__Source excerpt__.
>> begin

Good morning.

Welcome to our lecture today.

I would first of all like to recapitulate what we did last time.

Last time we introduced the concept of beam theory and today we will continue to develop the formulations for beam elements.

So when you remember our model problem, then we considered a Bernoulli beam which is subjected to a distributed lateral load, lowercase q of x, as well as to a single load, uppercase qL and a bending moment ml.

And this leads to a differential equation of fourth order.

So we have here the flexural stiffness EI times the fourth derivative of W, which is the deflection, minus the lateral distributed load equals zero in the entire domain.

And we introduced directly boundary conditions which is in this case now the deflection at a specific position and the slope at a specific position.

And in addition we introduced Neumann boundary conditions where we prescribed the bending moment and the lateral load.

In the tutorial we will see that there are various combinations of these boundary conditions possible.

This was for a beam that is clamped on the left hand side.

Today we will continue to derive the weak form and to do so we start here with this equation.

Maybe I copy the entire strong form here.

And then we will continue here.

So this is the strong form.

And of course the boundary conditions can be different for a specific problem.

And here our residuum.

So now derive the weak form.

So to derive the weak form we need a residuum.

And in our case I think this is obvious that this is now a function of the deflection end of X, whereby the deflection is a function of X at the end of the deflection.

A function of X itself.

So this is EIW fourth derivative with respect to X minus Q of X.

And of course this should vanish.

So what do we have to introduce beyond this to derive a weak form?

We have to introduce a test function.

A V of a test function space.

And we have to multiply the test function by the residuum and integrate over the entire domain.

I put here that this is a function of X.

So here we get integral from zero to L.

This is the domain of interest here.

So it's V of X, then EIW fourth derivative, minus Q of X, dx equals zero.

And what do I have to state?

Exactly, for all V of the test function space.

Okay.

And let us now focus on the first term in brackets.

So we have here the V times this term here.

And the rest we will see later what to do with that.

So we have here the integral from zero to L, V of X, EIW fourth prime, four primes, dx.

And what can we do with that?

How can we proceed here?

Yes, yes.

So we can do the following.

We can write integral from zero to L.

And then V of X, EIW three primes.

And then we take another prime of the entire term.

And now we have to subtract something to get equality with the left hand side.

What do I have to subtract here?

And how many primes for the W?

Three, yes.

So this is the first step.

>> end

__Raw data__.
>> begin

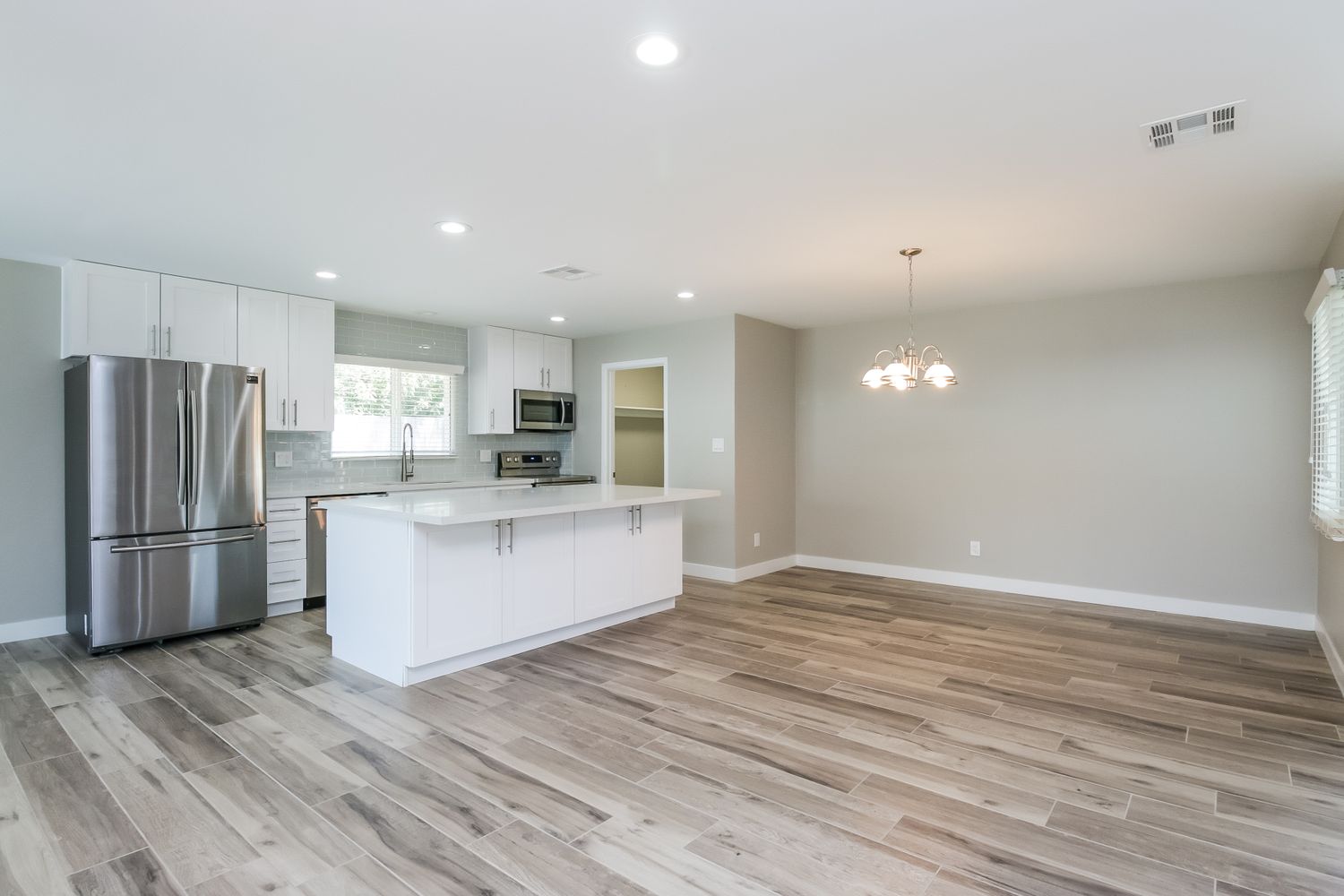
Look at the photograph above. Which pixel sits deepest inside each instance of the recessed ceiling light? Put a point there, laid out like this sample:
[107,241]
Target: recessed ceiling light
[656,50]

>> end

__Exercise tasks__.
1) In the lecture transcript, what type of beam is considered in the model problem?
2) Duplicate the lecture transcript word for word, starting at "How can we proceed" and ending at "the entire term.".

__Results__.
1) A Bernoulli beam.

2)
How can we proceed here?

Yes, yes.

So we can do the following.

We can write integral from zero to L.

And then V of X, EIW three primes.

And then we take another prime of the entire term.